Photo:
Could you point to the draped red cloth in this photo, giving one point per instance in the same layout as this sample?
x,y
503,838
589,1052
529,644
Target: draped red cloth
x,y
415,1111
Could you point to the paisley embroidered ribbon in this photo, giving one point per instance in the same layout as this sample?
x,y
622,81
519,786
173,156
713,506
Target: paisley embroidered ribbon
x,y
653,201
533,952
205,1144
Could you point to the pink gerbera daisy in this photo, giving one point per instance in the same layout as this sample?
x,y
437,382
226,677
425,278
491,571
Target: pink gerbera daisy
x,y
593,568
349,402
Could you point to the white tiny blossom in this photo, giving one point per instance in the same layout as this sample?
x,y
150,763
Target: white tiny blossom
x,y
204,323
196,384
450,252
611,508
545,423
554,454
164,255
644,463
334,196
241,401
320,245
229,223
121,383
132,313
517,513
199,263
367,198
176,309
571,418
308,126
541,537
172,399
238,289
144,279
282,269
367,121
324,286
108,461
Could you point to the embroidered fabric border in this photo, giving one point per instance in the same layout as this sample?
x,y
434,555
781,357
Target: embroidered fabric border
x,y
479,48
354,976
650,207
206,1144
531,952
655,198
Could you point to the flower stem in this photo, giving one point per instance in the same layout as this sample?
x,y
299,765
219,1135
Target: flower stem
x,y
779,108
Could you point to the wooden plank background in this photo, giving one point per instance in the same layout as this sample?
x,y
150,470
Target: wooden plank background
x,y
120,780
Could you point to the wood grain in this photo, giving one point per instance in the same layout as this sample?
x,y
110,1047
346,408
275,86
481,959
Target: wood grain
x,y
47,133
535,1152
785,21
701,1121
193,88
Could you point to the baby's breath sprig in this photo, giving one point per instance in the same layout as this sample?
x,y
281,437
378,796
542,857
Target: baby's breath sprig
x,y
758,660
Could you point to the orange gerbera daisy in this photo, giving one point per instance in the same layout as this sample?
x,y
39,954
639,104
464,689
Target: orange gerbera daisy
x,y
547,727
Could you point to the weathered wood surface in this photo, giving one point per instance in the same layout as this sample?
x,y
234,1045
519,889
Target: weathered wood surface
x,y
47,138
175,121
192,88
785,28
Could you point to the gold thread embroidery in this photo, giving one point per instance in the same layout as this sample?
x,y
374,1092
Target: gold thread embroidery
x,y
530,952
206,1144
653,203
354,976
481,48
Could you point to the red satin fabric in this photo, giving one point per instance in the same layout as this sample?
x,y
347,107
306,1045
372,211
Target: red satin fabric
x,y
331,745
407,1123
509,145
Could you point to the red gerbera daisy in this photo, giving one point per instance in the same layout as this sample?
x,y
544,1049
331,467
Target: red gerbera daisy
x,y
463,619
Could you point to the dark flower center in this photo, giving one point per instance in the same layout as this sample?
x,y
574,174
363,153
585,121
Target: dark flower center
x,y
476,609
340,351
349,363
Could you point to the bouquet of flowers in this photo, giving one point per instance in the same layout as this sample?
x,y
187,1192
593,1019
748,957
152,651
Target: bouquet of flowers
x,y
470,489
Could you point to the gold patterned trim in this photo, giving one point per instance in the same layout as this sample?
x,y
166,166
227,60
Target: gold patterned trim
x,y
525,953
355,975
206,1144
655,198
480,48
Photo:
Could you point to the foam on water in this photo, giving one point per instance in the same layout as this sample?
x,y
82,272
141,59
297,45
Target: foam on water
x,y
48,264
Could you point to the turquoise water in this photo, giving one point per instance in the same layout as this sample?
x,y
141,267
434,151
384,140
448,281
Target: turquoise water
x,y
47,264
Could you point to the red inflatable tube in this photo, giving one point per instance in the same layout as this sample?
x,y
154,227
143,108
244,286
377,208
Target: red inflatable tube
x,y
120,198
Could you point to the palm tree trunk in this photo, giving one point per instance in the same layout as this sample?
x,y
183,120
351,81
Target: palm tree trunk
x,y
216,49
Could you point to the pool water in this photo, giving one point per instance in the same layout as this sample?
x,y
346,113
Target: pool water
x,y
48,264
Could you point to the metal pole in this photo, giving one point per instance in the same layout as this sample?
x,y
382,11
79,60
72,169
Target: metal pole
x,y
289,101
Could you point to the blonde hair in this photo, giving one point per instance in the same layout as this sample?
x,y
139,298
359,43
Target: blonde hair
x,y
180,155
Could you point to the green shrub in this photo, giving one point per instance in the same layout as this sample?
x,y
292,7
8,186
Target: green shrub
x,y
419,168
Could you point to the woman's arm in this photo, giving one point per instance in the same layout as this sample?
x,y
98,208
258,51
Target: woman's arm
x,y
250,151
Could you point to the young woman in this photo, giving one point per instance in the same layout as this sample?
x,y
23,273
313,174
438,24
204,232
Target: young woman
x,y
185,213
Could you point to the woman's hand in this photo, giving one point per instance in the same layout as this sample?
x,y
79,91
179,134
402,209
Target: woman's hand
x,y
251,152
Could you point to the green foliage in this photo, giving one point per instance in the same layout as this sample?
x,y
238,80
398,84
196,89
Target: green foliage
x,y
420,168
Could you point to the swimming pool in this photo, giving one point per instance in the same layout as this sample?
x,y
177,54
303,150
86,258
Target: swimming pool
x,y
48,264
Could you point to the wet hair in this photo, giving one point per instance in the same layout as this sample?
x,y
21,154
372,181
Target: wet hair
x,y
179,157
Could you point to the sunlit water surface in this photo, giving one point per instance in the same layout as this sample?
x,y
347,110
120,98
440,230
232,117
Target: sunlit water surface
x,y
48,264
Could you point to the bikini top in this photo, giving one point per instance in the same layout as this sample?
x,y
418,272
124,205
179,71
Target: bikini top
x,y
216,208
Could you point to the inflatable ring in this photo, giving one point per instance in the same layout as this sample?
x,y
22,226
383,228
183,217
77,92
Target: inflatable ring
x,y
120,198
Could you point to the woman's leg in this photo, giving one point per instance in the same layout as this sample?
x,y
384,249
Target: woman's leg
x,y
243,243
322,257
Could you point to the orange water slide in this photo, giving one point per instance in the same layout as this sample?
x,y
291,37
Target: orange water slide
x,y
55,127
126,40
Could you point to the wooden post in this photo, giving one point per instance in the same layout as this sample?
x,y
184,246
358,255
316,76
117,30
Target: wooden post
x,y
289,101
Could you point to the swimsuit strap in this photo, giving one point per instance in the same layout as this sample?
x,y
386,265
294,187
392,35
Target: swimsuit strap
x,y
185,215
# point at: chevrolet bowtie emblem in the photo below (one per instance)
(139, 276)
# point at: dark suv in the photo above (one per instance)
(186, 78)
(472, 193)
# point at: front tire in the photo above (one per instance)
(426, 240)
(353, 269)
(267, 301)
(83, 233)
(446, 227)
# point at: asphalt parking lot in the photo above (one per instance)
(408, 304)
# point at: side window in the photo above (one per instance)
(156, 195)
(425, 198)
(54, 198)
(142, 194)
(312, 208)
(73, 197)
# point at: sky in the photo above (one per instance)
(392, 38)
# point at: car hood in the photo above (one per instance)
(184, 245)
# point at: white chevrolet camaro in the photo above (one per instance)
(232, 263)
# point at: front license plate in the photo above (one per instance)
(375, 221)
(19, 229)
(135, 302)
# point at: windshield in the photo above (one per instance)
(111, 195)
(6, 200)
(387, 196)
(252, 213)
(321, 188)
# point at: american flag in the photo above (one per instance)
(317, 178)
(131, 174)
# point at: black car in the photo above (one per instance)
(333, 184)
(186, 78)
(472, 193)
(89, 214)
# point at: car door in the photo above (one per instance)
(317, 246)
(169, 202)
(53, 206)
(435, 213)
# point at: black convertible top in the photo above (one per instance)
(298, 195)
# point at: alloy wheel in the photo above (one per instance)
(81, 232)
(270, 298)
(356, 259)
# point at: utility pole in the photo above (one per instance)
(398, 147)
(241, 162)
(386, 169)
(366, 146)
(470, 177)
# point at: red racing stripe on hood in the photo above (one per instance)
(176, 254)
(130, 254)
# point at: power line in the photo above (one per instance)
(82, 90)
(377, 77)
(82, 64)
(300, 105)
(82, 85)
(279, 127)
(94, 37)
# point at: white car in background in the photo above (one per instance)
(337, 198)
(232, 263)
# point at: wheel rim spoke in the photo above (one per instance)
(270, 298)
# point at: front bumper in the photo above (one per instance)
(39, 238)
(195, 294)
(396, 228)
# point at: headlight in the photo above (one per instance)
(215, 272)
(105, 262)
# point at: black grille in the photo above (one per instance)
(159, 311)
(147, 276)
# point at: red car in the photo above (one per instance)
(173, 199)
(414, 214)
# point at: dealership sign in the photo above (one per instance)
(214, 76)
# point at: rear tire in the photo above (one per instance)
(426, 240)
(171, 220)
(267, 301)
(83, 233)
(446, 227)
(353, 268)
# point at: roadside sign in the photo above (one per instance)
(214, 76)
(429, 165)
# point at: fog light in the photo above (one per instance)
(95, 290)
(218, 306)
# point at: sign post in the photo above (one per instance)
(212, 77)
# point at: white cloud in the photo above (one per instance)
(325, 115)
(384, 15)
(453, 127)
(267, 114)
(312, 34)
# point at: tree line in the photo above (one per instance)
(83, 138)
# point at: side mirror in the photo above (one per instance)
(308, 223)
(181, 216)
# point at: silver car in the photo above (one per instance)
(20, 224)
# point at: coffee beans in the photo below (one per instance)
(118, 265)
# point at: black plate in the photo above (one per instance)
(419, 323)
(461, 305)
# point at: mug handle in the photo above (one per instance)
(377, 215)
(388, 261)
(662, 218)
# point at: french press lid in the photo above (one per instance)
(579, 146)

------------------------------------------------------------

__Your goal__
Beginning at the line that contains "# point at: side mirror", transcribe every line through the end of the material exactly, leaving out all earlier lines.

__Written answer__
# point at: side mirror in the photo above (one per instance)
(308, 223)
(181, 216)
# point at: silver car in the photo above (one per instance)
(20, 224)
# point at: coffee beans in the photo below (one per instance)
(118, 265)
# point at: black plate in the photo above (one per instance)
(419, 323)
(461, 305)
# point at: mug handle in the photo above (one per instance)
(377, 215)
(388, 261)
(662, 218)
# point at: french press lid in the photo above (one per instance)
(579, 146)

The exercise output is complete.